REQUIRED WORK —
Filter the entries below and copy every line that contains the word "tower".
# Start of GIVEN INFORMATION
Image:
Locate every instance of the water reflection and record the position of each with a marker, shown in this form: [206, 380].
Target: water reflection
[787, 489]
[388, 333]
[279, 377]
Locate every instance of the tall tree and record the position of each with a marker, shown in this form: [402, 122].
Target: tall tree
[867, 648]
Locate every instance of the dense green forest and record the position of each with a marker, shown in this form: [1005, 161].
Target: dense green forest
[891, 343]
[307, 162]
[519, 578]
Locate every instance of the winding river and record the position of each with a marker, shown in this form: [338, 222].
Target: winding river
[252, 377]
# End of GIVEN INFORMATION
# Start of GIVEN INFORMATION
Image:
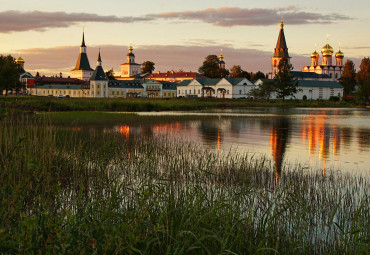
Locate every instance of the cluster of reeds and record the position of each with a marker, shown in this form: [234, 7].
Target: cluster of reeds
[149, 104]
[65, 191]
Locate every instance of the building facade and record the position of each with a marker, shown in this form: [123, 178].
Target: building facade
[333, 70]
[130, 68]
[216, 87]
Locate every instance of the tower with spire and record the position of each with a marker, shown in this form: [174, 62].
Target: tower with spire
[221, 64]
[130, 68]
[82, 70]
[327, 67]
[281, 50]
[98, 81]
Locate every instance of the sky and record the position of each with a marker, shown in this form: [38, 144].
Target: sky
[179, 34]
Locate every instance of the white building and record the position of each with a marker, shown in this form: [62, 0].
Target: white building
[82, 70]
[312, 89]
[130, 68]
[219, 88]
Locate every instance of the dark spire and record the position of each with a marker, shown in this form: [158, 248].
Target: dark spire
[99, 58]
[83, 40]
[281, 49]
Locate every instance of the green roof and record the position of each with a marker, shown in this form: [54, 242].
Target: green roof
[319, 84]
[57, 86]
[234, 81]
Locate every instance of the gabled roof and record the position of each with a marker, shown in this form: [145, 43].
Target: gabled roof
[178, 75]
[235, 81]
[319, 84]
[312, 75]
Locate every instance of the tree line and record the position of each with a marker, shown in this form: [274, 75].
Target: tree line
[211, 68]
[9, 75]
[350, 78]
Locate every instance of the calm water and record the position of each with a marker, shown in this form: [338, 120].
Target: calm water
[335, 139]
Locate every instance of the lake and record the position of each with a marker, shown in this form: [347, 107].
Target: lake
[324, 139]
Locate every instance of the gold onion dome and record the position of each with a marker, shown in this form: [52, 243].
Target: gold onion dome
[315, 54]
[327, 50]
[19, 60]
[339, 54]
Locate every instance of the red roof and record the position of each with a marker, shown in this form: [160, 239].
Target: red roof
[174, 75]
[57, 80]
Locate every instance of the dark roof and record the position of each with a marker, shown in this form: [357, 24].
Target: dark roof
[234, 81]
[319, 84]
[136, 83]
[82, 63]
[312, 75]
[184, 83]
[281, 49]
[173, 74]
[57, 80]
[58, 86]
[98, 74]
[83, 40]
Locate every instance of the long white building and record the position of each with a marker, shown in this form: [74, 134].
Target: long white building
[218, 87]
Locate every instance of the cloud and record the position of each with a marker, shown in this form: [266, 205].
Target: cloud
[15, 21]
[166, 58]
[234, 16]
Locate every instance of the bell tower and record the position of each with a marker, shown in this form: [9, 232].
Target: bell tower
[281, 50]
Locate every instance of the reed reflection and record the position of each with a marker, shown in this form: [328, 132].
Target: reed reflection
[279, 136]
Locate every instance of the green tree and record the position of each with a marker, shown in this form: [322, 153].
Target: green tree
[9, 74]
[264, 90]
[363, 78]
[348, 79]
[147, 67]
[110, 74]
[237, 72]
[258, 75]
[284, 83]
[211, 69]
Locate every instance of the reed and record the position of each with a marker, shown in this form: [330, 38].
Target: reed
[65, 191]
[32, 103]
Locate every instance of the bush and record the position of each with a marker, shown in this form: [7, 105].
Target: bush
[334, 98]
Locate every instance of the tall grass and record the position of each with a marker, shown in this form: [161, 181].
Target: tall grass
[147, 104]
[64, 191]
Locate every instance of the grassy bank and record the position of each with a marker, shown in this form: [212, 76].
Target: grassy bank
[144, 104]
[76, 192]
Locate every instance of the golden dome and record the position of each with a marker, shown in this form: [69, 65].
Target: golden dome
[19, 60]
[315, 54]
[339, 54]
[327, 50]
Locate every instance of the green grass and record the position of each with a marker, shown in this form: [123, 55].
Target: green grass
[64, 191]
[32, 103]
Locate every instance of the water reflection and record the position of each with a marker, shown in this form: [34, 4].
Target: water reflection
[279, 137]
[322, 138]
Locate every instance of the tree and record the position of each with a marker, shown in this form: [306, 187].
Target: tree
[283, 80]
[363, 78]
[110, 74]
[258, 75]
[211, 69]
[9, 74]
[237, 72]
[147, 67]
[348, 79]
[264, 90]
# End of GIVEN INFORMATION
FINAL ANSWER —
Locate every instance of the tower with spire and record the position of each with a marker, shown in this form: [174, 62].
Target: tower with spire
Locate every instance of the bell tower and record the position of each with a marker, shown in this form: [9, 232].
Target: bell tower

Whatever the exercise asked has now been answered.